Material for this task start

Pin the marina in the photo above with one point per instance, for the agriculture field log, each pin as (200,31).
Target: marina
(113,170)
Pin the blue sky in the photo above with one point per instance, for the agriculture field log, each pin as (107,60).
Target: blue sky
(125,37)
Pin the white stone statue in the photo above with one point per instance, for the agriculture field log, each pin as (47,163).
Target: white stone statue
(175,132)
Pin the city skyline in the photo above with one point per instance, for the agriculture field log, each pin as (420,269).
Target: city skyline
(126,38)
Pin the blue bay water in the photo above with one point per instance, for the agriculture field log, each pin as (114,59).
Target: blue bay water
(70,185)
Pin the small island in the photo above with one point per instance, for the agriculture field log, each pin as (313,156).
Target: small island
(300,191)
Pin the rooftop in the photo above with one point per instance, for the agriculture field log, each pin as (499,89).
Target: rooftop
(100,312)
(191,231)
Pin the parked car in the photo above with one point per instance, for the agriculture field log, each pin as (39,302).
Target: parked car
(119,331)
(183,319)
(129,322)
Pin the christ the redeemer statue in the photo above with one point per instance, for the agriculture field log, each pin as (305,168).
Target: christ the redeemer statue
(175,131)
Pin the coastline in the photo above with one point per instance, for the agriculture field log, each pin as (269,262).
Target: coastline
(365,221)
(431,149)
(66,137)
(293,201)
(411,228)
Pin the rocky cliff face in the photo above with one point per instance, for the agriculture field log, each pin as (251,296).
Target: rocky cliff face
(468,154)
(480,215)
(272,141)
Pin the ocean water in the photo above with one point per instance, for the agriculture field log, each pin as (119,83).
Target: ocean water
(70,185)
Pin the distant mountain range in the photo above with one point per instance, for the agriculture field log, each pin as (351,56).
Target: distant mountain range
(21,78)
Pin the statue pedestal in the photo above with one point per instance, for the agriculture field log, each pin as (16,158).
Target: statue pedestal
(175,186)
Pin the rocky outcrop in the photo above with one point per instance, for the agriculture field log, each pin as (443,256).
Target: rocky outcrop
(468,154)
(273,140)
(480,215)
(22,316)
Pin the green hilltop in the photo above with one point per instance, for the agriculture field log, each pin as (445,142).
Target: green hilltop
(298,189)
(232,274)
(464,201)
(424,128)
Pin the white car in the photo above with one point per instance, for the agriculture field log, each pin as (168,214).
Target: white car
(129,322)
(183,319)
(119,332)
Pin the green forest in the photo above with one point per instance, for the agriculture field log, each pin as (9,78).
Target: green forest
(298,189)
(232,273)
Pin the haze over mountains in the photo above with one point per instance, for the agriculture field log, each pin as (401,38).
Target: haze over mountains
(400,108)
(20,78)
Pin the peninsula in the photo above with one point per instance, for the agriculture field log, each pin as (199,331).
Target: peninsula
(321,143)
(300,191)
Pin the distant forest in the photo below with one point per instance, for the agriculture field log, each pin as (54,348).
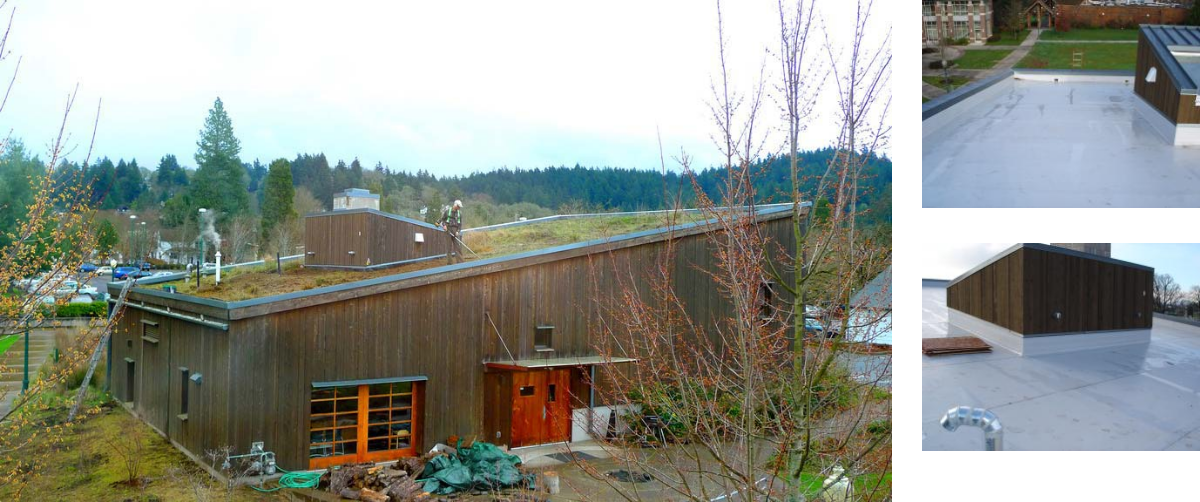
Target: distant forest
(493,196)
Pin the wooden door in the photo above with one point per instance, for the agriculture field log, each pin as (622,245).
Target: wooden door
(558,406)
(541,411)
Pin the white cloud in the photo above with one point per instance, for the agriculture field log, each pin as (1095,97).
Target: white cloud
(415,85)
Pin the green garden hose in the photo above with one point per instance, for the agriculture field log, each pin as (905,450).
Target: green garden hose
(295,479)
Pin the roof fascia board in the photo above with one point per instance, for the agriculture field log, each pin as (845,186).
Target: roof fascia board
(1180,78)
(1048,249)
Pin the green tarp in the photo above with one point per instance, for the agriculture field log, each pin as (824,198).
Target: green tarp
(481,466)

Material for this task end

Aim of the task: Rename "agriculture field log" to "harbor survey log" throughout the listing above and write it out again with nothing else changed. Leave the images out of your answer.

Task output:
Pin the marina in the photo above with one point per instance, for the harbor survey log, each pin as (200,31).
Target: marina
(113,170)
Pin the blue sky in the photo above with one point per instance, for the harbor survey log, each pin as (107,60).
Target: blue sky
(125,37)
Pin the white stone statue in the photo above with one point per instance, for the harbor survey log, each pin as (47,163).
Target: white stone statue
(175,132)
Pin the city skyline in the photo above with one point per instance, for the harbor survey log, each pin as (420,269).
Target: city skyline
(126,38)
Pin the blue bay water in the photo above with one point per instance, for the harbor survey log, each pin as (114,59).
Target: blue bay water
(70,185)
Pin the small island in the photo above with one point per instance, for the harbor survey log, each pin as (313,156).
Target: small island
(300,191)
Pin the rooftop in the photo above with one point per instance, for the harbor survey log, each pin as (499,89).
Target: rooftop
(100,312)
(191,231)
Pin the parked car in the photo above with one point per instance, for the harbor survey log, each pin as (39,302).
Target: parked car
(119,331)
(183,319)
(129,322)
Pin the christ the redeemer statue in the photo above with one point per instance, for the harbor survey log, each pin as (305,168).
Target: christ the redeemer statue
(175,131)
Pin the coastline in the photo above with one point per instance, for the harbor survey log, each pin as (269,262).
Target: coastline
(365,221)
(431,149)
(66,137)
(293,201)
(411,228)
Pin the rocky cliff face in the photo above with one point per instance, for the harbor survey log, each pin as (251,296).
Target: rocky cliff face
(468,154)
(480,215)
(272,141)
Pin the ocean water in the photo above with one point per instance, for the harbor survey log, each pin as (119,83).
Target: ocean water
(70,185)
Pin the distant mountain range in the photo above with one point per instance, for the harbor survey log, each pin as (351,56).
Target: distant mountain range
(21,78)
Pin the statue pedestal in the photo above with one point per instance, for the harbor survey log, each pin as (16,158).
Target: statue pedestal
(175,186)
Pin the rocky outcrop in the photo above with one point per instance, for the harbor survey log, each pin as (443,256).
Target: rocky outcrop
(468,154)
(273,140)
(480,215)
(22,316)
Pin the green hilltop in the photo above with one point per instance, for the harbor survey log, each pin as (445,142).
Target: green hilltop
(298,189)
(232,274)
(464,201)
(424,128)
Pin the white car in the photo above with one point per instance, for the harbor survey log, each pin as (168,214).
Target: white car
(129,322)
(183,319)
(119,332)
Pin the green forest in the photo above with one point per instance, for the harbor survey log, each pin as (9,78).
Target: green forest
(298,189)
(232,273)
Pin the haze over mountains in the photo above with one point per instance, for the harbor survey log, each pin as (401,38).
Target: haze over mountains
(400,108)
(20,78)
Pin the peninsula in the photo above with one point per instance, for the harbor survey log, each pin as (199,331).
Target: peninsula
(321,143)
(300,191)
Pin the distant forest in the photo below with one point per instance, for the harbor survey log, each pin as (54,348).
Target: distant forest
(493,196)
Pin the wooden door in the photo above with one point per instance, for the harbor survey log, each pin as (622,245).
Target: wooden door
(558,406)
(541,411)
Pin the white cloud in the photo above with one point per instance, for the harbor survey log, each pin as (1095,97).
Target: white cloud
(415,85)
Pin the green garden hose in the photo above with one point per instance, for the harbor survey log, each pin as (905,450).
Target: green garden hose
(295,479)
Pin the roof fascia board in the photo above with one point per instance, for the harbor survey log, each pin as (845,186).
Target: roof fascia board
(1180,78)
(1048,249)
Pin the green tarp in the photo above with one point per instance, for the harbor survey log, each pin as (824,198).
Target: green tarp
(481,466)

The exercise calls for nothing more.